▶ **GOAL OF THE EXERCISE**
Reproduce the records below word for word, from the line containing "Can you tell me where the paved plaza" down to the line containing "[74,65,95,72]", with both of those lines included. Leave the pictures out of your answer.

▶ **INPUT FOR THIS TASK**
^^^^^^^^

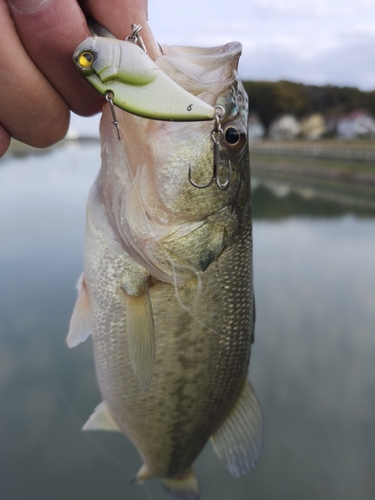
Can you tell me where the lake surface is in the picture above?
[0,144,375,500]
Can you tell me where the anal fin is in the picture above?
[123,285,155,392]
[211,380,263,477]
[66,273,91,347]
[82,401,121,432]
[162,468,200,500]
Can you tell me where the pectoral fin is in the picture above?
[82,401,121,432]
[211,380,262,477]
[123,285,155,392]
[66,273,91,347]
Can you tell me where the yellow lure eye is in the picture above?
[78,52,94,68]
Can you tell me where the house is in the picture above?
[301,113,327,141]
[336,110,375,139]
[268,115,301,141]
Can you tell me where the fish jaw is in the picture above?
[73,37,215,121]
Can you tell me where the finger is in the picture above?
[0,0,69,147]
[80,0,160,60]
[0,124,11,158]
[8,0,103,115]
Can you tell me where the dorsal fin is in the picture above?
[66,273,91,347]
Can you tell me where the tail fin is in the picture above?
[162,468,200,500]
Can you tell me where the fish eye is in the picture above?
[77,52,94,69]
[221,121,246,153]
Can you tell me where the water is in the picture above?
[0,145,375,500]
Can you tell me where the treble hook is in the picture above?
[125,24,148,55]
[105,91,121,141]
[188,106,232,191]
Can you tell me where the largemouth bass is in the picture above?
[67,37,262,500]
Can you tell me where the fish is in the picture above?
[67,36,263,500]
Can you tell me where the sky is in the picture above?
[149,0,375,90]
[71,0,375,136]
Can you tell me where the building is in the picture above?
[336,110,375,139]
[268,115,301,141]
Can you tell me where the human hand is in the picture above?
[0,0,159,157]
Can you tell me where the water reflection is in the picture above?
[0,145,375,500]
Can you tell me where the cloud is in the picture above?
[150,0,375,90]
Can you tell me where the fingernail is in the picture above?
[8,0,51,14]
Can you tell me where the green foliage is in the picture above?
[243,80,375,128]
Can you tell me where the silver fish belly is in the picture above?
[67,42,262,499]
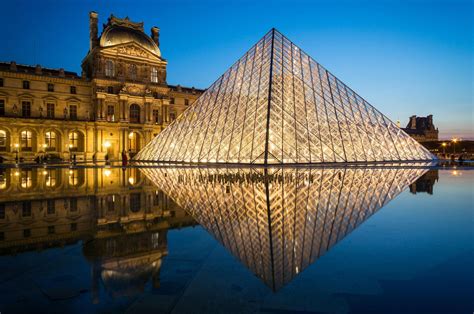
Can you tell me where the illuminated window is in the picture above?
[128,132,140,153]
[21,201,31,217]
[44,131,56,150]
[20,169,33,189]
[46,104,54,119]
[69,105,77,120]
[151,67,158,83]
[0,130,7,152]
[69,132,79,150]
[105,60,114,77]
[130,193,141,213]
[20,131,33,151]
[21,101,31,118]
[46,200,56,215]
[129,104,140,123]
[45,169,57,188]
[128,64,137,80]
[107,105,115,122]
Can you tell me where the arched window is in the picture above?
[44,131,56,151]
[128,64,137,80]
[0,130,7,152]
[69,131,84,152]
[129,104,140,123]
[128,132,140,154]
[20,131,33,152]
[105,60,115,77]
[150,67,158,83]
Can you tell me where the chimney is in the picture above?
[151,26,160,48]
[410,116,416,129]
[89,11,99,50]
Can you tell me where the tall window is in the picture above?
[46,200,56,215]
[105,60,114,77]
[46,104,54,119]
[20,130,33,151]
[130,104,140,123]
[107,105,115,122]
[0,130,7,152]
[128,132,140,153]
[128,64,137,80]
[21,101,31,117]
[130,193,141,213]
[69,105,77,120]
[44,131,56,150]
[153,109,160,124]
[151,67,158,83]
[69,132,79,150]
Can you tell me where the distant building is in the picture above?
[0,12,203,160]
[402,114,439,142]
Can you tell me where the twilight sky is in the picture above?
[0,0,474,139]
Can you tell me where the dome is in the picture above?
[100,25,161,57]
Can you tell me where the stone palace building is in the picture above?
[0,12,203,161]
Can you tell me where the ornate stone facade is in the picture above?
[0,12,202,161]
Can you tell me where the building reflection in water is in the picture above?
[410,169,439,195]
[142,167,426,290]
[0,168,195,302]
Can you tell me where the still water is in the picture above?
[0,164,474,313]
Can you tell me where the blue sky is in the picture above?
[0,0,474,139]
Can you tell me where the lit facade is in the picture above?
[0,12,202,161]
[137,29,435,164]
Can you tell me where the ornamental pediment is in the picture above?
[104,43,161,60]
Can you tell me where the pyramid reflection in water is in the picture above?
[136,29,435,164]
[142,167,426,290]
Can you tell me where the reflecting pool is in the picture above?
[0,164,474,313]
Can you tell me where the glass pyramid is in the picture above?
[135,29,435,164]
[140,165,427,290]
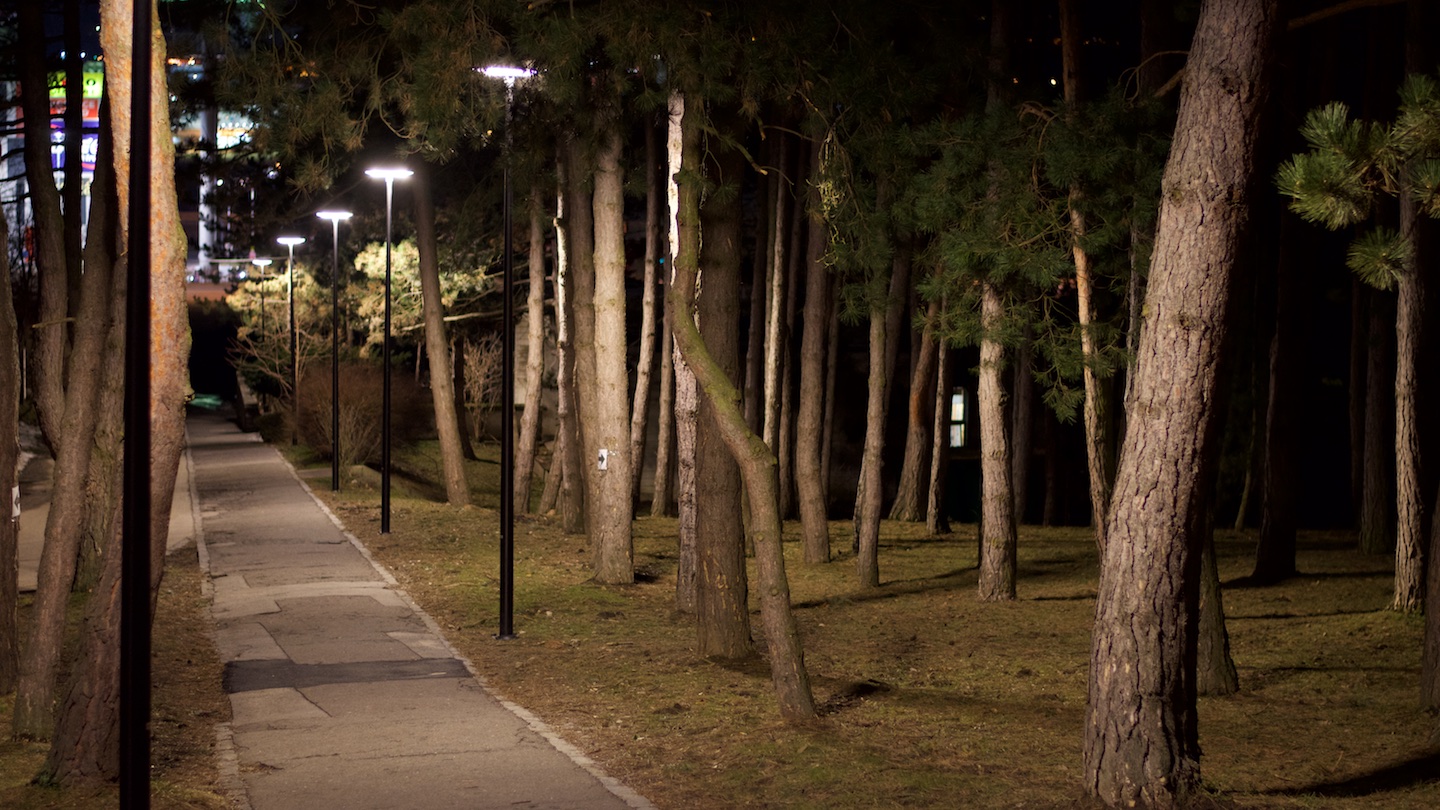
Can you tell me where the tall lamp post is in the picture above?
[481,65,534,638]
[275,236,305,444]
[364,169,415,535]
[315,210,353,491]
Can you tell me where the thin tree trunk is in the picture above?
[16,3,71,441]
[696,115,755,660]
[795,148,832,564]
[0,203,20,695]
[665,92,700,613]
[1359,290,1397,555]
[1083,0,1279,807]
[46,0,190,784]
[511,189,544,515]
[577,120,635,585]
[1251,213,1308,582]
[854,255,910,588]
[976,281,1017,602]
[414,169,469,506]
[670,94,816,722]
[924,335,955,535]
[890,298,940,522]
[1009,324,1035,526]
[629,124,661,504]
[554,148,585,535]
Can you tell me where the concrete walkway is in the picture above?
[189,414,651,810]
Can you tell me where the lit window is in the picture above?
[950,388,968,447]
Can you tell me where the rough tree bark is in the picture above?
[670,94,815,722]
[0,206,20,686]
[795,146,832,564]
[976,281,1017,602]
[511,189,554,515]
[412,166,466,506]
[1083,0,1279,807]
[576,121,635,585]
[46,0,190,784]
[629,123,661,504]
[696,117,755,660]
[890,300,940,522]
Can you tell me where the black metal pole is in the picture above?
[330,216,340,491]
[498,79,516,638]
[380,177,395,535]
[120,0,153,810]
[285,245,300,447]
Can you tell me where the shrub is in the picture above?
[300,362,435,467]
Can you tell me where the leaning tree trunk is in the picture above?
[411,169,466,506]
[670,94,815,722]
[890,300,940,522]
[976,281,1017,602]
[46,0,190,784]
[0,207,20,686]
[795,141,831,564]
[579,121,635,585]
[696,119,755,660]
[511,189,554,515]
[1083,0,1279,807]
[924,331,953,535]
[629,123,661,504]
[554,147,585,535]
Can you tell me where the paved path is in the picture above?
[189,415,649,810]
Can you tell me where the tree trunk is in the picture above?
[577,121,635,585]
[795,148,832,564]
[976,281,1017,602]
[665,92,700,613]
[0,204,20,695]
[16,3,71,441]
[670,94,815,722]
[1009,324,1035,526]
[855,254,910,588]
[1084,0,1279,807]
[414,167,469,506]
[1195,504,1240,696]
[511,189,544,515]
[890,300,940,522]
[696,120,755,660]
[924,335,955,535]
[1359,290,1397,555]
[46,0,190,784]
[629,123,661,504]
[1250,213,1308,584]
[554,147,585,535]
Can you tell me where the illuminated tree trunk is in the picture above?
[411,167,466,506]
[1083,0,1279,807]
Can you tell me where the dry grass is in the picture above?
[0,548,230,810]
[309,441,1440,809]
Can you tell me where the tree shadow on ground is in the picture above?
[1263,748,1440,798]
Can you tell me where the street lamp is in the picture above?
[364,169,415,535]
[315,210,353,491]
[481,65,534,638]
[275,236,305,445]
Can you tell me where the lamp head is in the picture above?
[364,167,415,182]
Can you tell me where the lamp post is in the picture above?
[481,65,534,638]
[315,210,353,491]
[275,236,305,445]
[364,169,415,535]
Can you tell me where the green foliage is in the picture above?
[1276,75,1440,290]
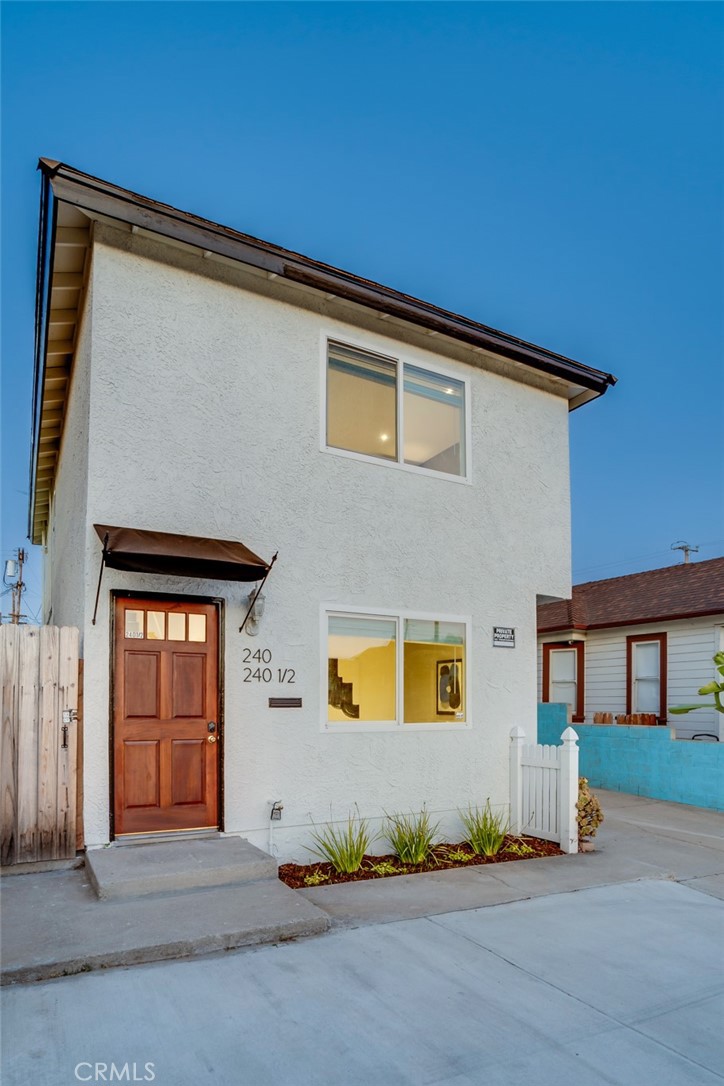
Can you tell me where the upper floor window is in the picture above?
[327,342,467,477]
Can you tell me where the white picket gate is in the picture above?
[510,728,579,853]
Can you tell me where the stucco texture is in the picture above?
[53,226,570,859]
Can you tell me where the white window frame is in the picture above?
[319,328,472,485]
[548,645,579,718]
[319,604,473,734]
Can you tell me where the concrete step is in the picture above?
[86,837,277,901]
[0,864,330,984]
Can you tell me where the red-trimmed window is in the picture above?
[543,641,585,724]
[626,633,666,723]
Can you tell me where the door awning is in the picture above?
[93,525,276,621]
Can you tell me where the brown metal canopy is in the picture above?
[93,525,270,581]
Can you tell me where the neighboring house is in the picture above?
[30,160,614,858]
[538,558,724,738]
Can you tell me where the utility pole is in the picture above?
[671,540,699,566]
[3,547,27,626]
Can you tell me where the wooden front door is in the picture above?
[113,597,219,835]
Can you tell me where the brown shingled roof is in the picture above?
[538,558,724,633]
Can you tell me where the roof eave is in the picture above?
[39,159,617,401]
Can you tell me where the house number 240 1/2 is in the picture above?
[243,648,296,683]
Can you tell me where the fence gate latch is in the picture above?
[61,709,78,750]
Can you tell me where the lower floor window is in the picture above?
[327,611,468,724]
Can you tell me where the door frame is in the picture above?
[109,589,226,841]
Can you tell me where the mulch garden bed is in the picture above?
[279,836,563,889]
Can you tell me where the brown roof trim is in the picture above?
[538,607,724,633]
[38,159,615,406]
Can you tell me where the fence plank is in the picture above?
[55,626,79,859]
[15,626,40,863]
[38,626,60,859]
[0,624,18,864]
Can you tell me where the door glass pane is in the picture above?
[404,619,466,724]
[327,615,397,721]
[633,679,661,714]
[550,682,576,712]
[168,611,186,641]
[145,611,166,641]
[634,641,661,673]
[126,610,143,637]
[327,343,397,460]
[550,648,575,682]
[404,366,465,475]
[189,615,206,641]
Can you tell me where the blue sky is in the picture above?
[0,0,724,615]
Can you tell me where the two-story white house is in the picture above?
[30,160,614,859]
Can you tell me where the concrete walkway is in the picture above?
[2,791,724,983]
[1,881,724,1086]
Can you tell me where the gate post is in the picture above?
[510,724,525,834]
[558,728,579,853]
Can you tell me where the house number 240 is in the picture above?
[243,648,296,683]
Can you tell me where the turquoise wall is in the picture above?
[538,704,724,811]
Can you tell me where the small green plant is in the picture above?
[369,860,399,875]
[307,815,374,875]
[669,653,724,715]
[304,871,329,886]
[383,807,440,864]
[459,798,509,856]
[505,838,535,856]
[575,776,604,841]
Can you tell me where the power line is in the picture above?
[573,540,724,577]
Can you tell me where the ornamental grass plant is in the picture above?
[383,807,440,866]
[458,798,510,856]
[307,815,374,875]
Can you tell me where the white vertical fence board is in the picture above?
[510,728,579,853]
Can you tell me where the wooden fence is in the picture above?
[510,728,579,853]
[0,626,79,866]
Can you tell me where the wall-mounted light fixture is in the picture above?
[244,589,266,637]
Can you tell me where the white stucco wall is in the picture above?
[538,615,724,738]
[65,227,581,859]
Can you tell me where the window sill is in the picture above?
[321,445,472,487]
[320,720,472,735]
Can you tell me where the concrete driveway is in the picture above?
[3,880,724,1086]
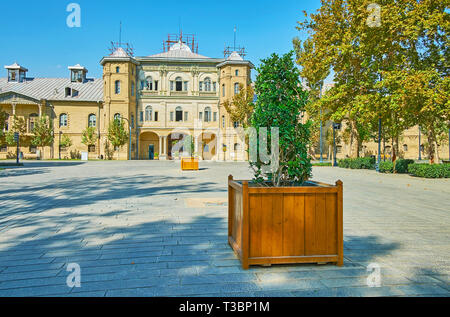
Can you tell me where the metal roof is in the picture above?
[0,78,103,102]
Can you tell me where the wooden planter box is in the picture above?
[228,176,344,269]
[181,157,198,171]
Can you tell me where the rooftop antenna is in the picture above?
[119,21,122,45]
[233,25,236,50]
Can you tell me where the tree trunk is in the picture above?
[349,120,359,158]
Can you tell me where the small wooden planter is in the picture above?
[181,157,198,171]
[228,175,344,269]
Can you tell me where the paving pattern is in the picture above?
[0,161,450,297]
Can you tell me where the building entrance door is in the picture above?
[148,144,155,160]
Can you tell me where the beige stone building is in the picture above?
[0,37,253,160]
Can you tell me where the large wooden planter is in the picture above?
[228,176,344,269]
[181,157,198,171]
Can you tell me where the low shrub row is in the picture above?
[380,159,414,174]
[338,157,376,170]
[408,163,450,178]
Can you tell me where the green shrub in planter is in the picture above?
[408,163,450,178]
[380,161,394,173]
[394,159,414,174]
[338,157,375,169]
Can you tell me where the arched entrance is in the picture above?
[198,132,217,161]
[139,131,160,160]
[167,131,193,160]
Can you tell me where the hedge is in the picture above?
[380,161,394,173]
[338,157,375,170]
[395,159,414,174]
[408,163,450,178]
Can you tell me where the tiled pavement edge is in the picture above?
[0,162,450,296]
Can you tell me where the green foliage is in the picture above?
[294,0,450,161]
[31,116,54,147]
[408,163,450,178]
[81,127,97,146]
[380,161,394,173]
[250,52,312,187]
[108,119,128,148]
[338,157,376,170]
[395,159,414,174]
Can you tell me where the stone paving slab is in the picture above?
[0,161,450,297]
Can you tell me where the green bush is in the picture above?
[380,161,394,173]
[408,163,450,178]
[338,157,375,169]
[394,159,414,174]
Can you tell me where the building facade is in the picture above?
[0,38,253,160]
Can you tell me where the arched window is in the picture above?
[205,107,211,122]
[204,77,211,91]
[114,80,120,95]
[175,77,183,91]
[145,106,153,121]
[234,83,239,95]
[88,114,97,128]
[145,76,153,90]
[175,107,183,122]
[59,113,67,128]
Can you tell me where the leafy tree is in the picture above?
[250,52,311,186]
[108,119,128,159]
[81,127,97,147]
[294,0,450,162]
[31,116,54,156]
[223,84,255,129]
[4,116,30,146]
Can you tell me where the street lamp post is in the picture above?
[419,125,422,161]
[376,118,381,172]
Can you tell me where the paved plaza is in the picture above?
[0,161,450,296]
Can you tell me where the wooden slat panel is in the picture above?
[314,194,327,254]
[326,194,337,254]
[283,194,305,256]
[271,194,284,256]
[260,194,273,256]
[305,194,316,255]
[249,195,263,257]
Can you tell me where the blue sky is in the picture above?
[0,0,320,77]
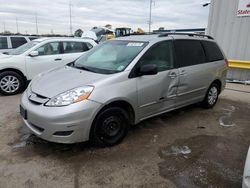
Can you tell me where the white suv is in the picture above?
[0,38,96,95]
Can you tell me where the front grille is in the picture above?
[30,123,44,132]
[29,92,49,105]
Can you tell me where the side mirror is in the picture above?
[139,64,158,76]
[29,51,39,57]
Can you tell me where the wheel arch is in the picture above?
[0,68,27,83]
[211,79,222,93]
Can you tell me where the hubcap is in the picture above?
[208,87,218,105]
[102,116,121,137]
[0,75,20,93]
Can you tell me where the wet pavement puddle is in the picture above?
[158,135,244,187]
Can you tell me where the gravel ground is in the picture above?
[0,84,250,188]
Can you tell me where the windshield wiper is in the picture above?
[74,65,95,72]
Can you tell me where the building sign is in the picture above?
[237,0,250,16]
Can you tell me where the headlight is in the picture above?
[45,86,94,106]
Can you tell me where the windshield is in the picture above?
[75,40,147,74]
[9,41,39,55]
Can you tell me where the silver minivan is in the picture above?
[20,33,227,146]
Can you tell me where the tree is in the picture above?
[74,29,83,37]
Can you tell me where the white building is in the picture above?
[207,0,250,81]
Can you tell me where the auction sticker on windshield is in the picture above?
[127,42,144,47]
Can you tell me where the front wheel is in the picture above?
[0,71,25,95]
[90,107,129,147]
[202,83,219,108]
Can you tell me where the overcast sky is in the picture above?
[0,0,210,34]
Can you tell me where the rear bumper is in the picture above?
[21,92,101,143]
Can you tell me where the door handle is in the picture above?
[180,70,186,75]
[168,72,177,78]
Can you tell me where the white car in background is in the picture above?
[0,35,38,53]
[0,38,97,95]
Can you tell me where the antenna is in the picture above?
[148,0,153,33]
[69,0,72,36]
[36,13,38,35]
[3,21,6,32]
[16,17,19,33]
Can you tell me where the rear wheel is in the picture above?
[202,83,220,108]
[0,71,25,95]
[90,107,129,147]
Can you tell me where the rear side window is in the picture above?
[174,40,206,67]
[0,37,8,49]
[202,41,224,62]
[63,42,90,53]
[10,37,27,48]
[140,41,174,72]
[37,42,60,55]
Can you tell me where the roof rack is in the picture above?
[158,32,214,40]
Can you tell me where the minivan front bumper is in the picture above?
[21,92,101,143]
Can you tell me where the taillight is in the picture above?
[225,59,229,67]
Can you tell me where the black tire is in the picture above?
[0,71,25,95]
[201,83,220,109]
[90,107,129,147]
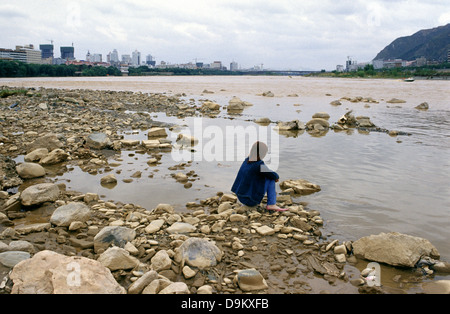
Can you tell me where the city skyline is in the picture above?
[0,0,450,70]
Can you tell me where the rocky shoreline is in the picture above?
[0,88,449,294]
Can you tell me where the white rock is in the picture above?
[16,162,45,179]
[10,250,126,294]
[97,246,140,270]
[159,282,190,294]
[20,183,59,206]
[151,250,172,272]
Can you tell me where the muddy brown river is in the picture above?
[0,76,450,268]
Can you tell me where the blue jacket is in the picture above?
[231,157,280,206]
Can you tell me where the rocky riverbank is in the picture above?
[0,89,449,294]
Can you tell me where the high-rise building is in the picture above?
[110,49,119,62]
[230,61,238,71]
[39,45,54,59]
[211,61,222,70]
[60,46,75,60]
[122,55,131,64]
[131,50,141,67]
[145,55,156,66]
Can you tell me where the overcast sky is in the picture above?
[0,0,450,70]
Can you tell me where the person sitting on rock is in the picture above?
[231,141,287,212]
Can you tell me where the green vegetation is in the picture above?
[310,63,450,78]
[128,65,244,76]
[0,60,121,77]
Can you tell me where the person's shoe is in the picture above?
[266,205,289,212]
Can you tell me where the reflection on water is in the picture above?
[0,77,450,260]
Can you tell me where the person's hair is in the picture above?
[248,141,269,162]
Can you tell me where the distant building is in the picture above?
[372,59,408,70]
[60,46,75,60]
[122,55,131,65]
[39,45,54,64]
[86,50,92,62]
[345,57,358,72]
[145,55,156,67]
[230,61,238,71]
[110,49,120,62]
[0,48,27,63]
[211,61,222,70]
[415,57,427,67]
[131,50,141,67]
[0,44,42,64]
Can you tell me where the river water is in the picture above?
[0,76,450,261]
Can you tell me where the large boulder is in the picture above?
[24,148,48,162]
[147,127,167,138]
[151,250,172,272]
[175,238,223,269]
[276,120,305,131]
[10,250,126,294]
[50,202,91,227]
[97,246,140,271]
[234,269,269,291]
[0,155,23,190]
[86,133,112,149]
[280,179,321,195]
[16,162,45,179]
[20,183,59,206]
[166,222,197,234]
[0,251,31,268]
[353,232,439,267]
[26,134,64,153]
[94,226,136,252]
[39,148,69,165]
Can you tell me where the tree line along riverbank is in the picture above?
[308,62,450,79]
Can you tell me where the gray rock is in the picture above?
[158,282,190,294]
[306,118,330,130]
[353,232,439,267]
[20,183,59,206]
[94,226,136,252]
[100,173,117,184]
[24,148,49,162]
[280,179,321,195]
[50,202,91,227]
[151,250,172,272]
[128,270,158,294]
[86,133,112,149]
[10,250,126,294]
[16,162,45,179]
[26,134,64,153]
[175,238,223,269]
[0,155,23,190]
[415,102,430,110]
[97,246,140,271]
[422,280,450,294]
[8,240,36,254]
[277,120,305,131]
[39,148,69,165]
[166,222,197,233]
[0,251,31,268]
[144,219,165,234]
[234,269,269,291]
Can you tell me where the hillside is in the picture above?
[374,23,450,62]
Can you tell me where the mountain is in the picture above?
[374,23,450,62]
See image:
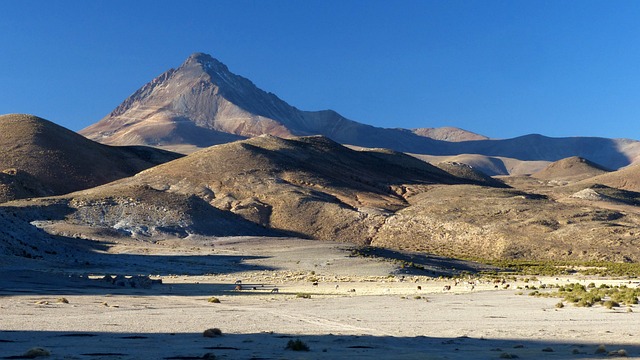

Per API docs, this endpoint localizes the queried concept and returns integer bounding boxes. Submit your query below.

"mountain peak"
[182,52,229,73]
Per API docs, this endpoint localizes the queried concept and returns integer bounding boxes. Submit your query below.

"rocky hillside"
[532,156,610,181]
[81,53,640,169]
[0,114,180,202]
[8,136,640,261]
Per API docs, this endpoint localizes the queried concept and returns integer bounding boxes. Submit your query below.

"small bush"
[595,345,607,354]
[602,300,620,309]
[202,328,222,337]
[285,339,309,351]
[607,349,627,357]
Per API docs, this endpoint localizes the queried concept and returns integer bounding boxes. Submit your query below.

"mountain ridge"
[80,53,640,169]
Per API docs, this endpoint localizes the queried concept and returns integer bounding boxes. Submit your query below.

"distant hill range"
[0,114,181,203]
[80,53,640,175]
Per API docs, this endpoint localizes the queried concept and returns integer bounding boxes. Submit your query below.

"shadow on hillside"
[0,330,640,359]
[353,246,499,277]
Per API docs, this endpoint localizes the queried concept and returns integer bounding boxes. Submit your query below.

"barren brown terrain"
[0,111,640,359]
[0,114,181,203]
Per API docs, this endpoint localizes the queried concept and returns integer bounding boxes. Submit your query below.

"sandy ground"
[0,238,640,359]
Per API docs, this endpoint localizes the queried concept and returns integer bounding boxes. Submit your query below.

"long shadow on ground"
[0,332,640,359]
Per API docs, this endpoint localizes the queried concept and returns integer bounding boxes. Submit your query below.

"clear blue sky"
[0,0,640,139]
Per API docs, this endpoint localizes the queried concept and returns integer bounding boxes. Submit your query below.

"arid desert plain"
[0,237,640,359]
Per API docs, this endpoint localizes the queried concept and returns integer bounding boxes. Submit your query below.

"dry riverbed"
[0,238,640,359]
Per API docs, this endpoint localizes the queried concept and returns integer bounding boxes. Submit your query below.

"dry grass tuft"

^^^^^^^^

▶ **CORRECT OUTPUT**
Can you tell me where the paved plaza is in the picture above?
[0,161,450,296]
Can you tell me where the wooden slat panel is in the picture above?
[314,194,327,254]
[326,194,337,254]
[283,194,305,256]
[271,194,284,256]
[260,194,273,256]
[305,194,316,255]
[249,195,263,257]
Can you tell me where the blue sky is in the picture above?
[0,0,320,77]
Can you tell me where the white suv is in the picture above?
[0,38,96,95]
Can you tell me where the front grille is in the picture above?
[30,123,44,132]
[29,92,49,105]
Can you tell me where the side mirror is in the picture above?
[139,64,158,76]
[29,51,39,57]
Can you tell me where the wheel arch is in the picture above?
[0,68,27,83]
[211,79,222,93]
Can you tell me where the hubcap is in the picture above?
[208,87,218,105]
[102,116,121,137]
[0,75,20,93]
Can you tell me where the wet pavement puddle is in the picture above?
[158,135,244,187]
Can you tell me where the gravel ground is in the picture above?
[0,84,250,188]
Can you tell me where the windshield wiper is in the picture above?
[74,65,95,72]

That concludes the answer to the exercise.